• PROBLEM STATEMENT:
Across the entries below, how many lines contain the word "every"? Give the number alone.

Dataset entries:
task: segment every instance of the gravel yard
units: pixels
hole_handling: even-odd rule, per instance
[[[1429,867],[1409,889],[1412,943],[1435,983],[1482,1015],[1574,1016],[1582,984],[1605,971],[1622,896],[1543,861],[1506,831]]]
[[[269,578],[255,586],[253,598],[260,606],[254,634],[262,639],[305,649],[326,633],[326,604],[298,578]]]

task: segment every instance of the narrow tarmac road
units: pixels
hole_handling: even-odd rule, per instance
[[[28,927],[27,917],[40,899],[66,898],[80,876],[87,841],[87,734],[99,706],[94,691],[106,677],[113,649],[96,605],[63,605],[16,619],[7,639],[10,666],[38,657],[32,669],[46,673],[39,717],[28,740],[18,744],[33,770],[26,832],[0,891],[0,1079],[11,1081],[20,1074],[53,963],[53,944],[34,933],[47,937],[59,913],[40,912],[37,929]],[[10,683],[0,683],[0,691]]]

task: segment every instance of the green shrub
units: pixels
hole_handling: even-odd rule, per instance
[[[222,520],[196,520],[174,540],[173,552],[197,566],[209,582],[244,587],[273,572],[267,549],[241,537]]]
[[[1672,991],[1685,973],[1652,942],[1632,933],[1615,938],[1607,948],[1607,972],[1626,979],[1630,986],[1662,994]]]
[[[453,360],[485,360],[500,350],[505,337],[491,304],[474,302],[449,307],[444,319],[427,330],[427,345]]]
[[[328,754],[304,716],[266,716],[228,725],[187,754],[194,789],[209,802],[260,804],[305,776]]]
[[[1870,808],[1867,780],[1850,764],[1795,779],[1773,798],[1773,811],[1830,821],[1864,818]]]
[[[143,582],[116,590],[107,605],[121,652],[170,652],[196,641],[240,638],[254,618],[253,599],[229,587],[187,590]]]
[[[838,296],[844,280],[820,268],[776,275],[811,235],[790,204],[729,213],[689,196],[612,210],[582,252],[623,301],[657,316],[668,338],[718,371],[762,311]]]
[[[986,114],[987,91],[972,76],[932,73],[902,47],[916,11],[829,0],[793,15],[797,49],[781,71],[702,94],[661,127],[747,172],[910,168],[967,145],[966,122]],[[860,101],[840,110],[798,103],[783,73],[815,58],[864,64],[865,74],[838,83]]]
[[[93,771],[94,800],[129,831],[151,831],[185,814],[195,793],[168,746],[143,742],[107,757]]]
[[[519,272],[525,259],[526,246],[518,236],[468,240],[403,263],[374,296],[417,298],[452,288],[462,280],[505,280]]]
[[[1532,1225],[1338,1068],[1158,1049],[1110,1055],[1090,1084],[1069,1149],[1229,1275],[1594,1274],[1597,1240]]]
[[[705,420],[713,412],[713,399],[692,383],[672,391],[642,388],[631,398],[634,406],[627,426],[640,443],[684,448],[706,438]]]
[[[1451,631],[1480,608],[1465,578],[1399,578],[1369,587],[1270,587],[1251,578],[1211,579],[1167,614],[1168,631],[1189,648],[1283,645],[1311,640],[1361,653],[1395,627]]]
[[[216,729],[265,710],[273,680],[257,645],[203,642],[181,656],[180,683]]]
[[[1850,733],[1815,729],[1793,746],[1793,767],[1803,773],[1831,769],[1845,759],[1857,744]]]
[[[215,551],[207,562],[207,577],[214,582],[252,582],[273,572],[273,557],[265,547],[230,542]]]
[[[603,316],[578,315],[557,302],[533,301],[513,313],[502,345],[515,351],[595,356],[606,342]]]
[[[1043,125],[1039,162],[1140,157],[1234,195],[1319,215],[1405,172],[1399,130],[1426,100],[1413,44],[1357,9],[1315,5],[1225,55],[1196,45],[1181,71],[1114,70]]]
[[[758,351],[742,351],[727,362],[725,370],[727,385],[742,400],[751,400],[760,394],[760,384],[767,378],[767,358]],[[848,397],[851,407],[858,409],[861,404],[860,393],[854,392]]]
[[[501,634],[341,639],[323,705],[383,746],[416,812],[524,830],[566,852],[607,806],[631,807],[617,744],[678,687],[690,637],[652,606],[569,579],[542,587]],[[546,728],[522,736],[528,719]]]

• EXERCISE RESULT:
3